§ **Directive**
Copy the stretch of lines from the one containing "of the pink" through the one containing "(1019, 647)", substituting "purple orchid petal" for "pink orchid petal" and changing nothing else.

§ **Exercise material**
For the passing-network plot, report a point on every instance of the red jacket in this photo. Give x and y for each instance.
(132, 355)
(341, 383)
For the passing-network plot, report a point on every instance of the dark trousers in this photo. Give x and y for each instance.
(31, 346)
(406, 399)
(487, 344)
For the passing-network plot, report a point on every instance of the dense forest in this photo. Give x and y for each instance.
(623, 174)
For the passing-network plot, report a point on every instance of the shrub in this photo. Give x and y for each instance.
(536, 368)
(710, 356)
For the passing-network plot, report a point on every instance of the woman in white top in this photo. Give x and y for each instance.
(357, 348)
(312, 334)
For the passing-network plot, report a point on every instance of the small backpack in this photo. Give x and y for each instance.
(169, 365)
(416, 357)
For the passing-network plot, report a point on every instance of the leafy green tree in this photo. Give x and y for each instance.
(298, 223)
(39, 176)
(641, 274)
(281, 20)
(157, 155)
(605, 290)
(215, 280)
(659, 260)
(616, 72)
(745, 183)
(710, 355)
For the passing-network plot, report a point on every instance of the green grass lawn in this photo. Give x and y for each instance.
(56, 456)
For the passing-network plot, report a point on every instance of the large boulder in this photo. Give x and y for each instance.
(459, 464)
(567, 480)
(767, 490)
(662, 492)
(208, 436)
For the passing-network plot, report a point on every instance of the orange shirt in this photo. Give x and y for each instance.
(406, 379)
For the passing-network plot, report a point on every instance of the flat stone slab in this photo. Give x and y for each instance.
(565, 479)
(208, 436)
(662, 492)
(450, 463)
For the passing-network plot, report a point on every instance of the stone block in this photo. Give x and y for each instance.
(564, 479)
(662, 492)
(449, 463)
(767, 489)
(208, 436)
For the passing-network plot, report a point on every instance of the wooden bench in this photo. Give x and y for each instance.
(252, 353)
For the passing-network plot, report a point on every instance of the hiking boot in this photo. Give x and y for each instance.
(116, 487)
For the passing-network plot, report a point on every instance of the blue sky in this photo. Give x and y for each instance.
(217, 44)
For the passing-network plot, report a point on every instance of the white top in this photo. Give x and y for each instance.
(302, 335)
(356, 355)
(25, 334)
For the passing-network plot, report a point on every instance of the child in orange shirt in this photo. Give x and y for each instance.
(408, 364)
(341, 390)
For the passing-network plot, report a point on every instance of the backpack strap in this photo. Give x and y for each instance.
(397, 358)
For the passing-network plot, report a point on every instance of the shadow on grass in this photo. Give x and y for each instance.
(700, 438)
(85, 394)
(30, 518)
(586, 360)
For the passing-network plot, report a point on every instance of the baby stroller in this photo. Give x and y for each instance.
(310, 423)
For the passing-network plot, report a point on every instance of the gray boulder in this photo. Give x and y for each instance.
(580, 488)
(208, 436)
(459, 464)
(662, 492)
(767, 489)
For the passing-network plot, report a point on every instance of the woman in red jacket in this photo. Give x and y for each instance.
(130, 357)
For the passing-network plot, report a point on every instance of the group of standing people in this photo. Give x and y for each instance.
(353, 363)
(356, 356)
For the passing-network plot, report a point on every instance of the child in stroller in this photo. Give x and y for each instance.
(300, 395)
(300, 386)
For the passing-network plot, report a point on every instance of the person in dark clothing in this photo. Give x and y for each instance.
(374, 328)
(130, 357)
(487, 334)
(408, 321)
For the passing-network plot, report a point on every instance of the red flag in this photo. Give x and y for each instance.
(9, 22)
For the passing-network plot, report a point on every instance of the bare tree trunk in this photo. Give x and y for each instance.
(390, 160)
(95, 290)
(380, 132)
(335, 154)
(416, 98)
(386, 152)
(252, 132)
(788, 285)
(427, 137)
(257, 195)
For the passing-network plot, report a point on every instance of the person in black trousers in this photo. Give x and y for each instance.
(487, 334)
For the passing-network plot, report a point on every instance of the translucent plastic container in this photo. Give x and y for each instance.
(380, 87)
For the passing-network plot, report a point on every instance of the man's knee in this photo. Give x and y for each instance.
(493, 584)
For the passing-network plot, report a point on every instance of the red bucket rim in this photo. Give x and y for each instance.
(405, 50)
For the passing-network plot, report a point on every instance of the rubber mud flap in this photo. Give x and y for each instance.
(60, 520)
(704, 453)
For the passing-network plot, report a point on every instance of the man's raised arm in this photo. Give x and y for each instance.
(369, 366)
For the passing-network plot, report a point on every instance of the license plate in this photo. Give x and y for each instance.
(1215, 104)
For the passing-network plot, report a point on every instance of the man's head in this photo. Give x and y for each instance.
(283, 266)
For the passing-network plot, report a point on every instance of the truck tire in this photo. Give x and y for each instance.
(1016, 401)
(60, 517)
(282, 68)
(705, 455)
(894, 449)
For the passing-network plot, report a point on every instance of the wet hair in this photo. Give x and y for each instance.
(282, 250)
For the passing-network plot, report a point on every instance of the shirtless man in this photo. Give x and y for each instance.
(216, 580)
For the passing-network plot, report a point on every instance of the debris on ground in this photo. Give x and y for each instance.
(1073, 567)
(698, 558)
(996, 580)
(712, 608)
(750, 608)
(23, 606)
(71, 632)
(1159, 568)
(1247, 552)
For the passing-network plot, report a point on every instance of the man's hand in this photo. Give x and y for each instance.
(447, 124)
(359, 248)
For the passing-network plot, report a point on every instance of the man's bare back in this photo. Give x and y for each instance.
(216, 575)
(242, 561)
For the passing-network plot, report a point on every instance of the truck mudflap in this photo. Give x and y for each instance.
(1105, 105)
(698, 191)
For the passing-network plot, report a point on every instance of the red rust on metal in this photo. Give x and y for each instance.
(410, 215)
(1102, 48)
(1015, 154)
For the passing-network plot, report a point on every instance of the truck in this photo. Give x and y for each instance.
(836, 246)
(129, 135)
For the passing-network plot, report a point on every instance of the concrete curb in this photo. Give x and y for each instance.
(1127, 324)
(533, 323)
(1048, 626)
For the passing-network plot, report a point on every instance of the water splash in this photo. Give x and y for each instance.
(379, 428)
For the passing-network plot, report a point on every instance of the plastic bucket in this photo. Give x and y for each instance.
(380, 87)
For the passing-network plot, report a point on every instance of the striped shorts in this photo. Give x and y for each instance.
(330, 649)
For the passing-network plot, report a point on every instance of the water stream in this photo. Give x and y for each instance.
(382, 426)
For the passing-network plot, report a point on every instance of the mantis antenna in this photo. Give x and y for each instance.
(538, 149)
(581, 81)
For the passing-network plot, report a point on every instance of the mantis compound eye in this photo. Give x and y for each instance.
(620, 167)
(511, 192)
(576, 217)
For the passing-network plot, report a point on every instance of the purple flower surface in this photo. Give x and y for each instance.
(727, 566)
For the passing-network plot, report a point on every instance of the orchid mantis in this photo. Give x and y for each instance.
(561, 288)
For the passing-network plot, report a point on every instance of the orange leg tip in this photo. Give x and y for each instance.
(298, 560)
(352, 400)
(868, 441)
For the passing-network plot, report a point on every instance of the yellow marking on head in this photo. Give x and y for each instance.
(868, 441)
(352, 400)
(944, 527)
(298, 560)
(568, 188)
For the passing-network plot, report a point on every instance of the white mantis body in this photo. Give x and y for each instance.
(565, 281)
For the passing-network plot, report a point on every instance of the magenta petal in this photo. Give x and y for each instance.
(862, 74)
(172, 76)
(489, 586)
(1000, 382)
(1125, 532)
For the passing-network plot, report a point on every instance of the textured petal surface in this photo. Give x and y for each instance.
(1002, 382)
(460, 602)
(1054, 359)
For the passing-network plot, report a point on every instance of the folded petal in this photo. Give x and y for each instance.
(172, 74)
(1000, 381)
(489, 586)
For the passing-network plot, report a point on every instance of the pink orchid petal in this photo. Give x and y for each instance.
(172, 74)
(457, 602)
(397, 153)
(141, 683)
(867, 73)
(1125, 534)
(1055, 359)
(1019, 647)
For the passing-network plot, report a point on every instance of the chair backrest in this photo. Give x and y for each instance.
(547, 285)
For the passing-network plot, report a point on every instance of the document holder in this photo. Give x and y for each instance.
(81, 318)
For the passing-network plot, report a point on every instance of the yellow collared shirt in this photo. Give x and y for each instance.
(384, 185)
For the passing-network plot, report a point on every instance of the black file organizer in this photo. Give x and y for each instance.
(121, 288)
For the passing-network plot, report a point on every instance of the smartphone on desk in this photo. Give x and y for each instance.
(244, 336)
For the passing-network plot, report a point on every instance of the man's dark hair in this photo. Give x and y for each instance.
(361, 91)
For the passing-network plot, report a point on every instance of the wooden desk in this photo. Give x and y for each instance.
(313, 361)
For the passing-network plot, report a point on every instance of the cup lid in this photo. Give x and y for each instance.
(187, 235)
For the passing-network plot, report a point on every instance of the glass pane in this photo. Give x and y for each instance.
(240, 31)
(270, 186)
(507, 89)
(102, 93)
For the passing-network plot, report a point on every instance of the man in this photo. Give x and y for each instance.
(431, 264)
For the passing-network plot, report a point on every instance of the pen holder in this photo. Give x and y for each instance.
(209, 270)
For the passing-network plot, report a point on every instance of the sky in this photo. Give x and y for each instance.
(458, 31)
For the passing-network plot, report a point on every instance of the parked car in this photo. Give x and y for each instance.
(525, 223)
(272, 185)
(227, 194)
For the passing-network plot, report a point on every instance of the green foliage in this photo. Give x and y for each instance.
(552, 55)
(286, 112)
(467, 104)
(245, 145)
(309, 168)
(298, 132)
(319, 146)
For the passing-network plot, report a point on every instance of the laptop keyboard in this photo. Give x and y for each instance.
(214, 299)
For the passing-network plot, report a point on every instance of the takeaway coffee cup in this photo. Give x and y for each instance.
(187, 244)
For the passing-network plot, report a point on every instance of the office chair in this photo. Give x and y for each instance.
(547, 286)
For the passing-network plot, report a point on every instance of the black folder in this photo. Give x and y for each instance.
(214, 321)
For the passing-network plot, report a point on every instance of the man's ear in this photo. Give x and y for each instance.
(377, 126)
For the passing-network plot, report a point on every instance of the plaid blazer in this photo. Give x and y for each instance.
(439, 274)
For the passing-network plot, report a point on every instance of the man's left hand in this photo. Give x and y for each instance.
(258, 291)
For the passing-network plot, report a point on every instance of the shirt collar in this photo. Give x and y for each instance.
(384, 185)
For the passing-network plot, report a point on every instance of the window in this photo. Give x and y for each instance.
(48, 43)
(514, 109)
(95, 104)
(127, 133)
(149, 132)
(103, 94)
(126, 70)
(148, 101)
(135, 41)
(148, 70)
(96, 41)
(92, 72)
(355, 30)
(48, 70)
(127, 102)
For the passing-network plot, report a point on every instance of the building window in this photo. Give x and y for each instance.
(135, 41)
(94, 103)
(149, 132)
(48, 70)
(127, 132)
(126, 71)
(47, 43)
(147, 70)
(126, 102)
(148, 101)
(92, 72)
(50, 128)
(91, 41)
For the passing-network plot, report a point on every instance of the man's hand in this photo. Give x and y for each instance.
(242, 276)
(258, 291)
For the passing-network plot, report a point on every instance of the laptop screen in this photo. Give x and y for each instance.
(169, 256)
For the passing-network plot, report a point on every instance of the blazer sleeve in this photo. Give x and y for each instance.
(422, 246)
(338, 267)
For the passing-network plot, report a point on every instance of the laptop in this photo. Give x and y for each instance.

§ **Written answer**
For the passing-network plot, report a point on every instance of the purple orchid petal in this photo. Give x and y for each instance.
(172, 74)
(457, 602)
(397, 153)
(141, 683)
(867, 73)
(1125, 534)
(1055, 359)
(1019, 647)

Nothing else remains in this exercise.